What to work on: The records below must be duplicated exactly, character for character.

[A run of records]
##########
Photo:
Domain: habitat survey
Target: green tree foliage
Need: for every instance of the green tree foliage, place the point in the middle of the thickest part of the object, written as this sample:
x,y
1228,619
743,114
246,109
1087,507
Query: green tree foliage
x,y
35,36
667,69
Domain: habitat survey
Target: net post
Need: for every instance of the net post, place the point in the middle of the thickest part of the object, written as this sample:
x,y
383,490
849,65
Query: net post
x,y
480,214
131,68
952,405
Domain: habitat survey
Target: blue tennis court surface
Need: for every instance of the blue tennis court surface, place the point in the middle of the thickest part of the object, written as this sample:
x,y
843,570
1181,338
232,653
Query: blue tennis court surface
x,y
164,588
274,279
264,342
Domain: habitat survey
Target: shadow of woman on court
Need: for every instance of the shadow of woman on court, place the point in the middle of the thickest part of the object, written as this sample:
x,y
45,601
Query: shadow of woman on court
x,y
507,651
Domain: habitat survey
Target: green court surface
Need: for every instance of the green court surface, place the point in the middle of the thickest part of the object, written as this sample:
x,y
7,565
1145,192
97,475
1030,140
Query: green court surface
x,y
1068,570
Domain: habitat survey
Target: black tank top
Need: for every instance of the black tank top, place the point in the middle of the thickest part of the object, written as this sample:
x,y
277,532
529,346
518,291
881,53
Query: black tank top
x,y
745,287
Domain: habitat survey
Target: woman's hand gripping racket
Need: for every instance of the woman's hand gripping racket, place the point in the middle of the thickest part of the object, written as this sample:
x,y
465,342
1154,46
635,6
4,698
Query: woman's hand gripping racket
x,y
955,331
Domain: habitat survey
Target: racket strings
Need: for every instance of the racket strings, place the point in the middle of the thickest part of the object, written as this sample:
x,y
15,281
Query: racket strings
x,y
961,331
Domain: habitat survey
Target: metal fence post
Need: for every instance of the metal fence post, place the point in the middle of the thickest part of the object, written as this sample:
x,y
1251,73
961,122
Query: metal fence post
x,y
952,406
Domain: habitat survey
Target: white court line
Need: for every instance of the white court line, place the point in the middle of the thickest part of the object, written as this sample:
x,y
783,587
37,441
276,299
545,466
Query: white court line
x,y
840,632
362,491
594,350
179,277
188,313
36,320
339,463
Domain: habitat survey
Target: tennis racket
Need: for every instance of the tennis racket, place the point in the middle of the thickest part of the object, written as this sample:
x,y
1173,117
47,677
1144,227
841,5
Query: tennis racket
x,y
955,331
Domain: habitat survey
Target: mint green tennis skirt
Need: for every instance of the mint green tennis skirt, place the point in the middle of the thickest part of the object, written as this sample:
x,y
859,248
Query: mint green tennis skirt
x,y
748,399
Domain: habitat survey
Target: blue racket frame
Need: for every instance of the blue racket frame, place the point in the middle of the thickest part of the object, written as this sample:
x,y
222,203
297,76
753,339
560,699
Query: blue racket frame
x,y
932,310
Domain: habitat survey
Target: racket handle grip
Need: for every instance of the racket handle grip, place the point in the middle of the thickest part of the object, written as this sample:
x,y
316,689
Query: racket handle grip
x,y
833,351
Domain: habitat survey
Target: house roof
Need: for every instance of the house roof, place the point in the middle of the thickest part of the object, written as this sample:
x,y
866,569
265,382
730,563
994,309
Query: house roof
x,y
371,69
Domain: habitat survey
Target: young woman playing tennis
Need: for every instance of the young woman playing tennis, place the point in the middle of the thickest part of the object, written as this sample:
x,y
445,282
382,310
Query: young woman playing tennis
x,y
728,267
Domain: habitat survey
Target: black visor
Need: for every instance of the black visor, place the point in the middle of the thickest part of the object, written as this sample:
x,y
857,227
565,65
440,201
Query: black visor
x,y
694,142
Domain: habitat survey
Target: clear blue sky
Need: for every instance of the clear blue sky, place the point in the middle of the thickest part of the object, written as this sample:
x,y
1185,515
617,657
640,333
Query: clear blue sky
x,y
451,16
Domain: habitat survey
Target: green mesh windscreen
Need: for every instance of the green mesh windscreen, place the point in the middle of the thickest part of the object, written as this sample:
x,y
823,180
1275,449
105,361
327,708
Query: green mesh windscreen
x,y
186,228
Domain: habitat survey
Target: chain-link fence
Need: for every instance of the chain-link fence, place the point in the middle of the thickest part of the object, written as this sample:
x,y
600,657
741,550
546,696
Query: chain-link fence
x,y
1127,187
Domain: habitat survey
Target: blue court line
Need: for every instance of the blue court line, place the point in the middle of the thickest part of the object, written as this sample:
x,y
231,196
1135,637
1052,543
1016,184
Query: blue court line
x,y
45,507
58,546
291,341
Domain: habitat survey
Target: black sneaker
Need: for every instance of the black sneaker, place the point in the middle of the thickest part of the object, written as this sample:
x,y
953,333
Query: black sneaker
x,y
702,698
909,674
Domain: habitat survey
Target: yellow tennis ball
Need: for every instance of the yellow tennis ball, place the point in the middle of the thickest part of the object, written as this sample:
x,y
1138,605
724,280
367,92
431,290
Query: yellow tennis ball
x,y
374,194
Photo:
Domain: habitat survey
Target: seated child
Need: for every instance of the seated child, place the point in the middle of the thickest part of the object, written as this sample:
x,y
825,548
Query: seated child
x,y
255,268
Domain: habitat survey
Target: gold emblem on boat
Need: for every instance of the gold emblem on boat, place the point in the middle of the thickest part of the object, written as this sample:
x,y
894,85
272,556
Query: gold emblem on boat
##########
Answer to the task:
Photo:
Domain: habitat survey
Target: green tree foliage
Need: for every instance of the green tree foliage, place the point in the middle of the thickest part of the object, written as this sample:
x,y
1228,619
743,114
246,109
1087,507
Query: green tree foliage
x,y
35,36
667,69
Domain: habitat survey
Target: net post
Need: for every instance of the net post, place the point in the middle of the thickest part of the object, written as this sample:
x,y
383,490
849,65
Query: net post
x,y
480,214
131,68
952,405
Domain: habitat survey
Target: blue tennis court surface
Need: for every instance of the blue tennis court surface, place the point in the middle of the thickest part of the object, written as this sample:
x,y
843,570
1181,338
232,653
Query: blue tennis court surface
x,y
164,588
274,279
264,342
Domain: habitat survey
Target: shadow of woman on court
Need: for every instance of the shadow of woman on court, place the point in the middle of the thickest part of the object, written as this sample:
x,y
45,601
Query: shadow of woman on court
x,y
507,651
Domain: habitat survey
Target: green court surface
Need: for every instance of the green court surface, place the point in the middle of the thickest part of the object, written as this sample:
x,y
7,565
1145,192
97,475
1030,140
Query: green court surface
x,y
1068,570
Domain: habitat survey
Target: black tank top
Need: for every instance of the black tank top, place the point in the middle of the thickest part of the object, written as this sample:
x,y
277,532
529,346
518,291
881,53
Query: black tank top
x,y
745,287
Domain: habitat survey
Target: woman's hand gripping racket
Need: for every instance of the woman's hand gripping racket, place the point in the middle of the thickest part of the object, written as this sample:
x,y
465,342
1154,46
635,6
4,698
Query: woman's hand gripping racket
x,y
955,331
Domain: habitat survey
Target: racket strings
Need: for every instance of the racket strings, place the point in the middle of the thickest part of the object, written as this sample:
x,y
15,281
Query: racket strings
x,y
961,331
Domain: habitat survey
Target: metal fence post
Need: for every instance of the metal fence post, place the point in the middle of the thickest part of the object, written as this sample:
x,y
1251,73
961,122
Query: metal fence post
x,y
952,406
Domain: habitat survey
Target: white court line
Need: for every instance of the white court line, place the point in the middle of the thickest part of the object, written as this sample:
x,y
783,587
37,441
276,299
545,466
Query: white court line
x,y
840,632
362,491
594,350
179,277
188,313
36,320
339,463
Domain: habitat survey
Target: tennis racket
Need: for every instance of the tennis racket, place the point in the middle of the thickest part of the object, written as this sample:
x,y
1173,117
47,677
1144,227
841,5
Query: tennis racket
x,y
955,331
Domain: habitat survey
Target: mint green tennis skirt
Need: for every instance of the mint green tennis skirt, place the point in the middle of the thickest part of the object, written as this sample:
x,y
859,248
Query: mint green tennis skirt
x,y
748,399
Domain: habitat survey
Target: blue racket frame
Need: for every instance of the blue racket frame, place the point in the middle of the thickest part of the object, written as this sample:
x,y
222,203
297,76
753,339
560,699
Query: blue racket frame
x,y
932,310
Domain: habitat survey
Target: racket handle grip
Need: for every instance of the racket handle grip, place the point in the middle of the thickest part of the object, written as this sample:
x,y
316,689
Query: racket handle grip
x,y
833,351
Domain: habitat survey
Target: house roof
Need: for every instance of the house roof, place the point in the middle of the thickest part of the object, written as this sample:
x,y
866,569
265,382
730,563
994,309
Query: house roof
x,y
371,69
Domain: habitat survey
Target: young woman playing tennis
Need: for every instance of the young woman playing tennis, place the point in the middle of the thickest part of the object, written as this sample:
x,y
445,282
382,310
Query: young woman playing tennis
x,y
728,267
Domain: habitat survey
Target: black visor
Need: for every instance of the black visor, place the point in the middle of the thickest part of the object, written as this sample:
x,y
857,227
565,65
440,201
Query: black visor
x,y
694,142
Domain: habitat survey
Target: clear blue sky
Need: for every instance of the clear blue sky, place the point in the middle of the thickest part of the object, written as this sample:
x,y
1185,515
617,657
640,333
Query: clear blue sky
x,y
451,16
Domain: habitat survey
Target: green mesh windscreen
Need: for every instance of the green mesh windscreen, place the point in the middle of the thickest part of the object, written as this sample:
x,y
823,180
1275,449
105,361
327,708
Query: green mesh windscreen
x,y
186,228
Domain: habitat survey
Target: chain-link fence
Need: for every instance of the chain-link fence, place the point in the middle of the thickest part of the object, written as this sample:
x,y
600,657
741,550
546,696
Query: chain-link fence
x,y
1127,187
Domain: habitat survey
Target: blue court line
Need: for every instance of the blue court line, place the point in the middle of the thickest part of the object, written as this sample:
x,y
231,196
1135,637
1052,543
1016,184
Query: blue court line
x,y
45,507
58,546
291,341
Domain: habitat survey
Target: black sneaker
Need: for every instance of the black sneaker, place the point in the middle of the thickest part of the object, written as this sample:
x,y
953,333
Query: black sneaker
x,y
702,698
909,674
Domain: habitat survey
Target: yellow tennis ball
Need: for every instance of the yellow tennis ball, place the point in the middle of the thickest part of the object, written as this sample:
x,y
1138,605
724,280
367,92
431,290
Query: yellow tennis ball
x,y
374,194
Photo:
Domain: habitat survey
Target: seated child
Need: for every instance of the seated child, place the point in the middle of the thickest part of the object, written as this sample:
x,y
825,548
Query: seated child
x,y
255,268
Domain: habitat survey
Target: gold emblem on boat
Need: for every instance of the gold emblem on boat, place the point in the middle of the thickest part of the object, written as this sample:
x,y
894,85
272,556
Query: gold emblem on boat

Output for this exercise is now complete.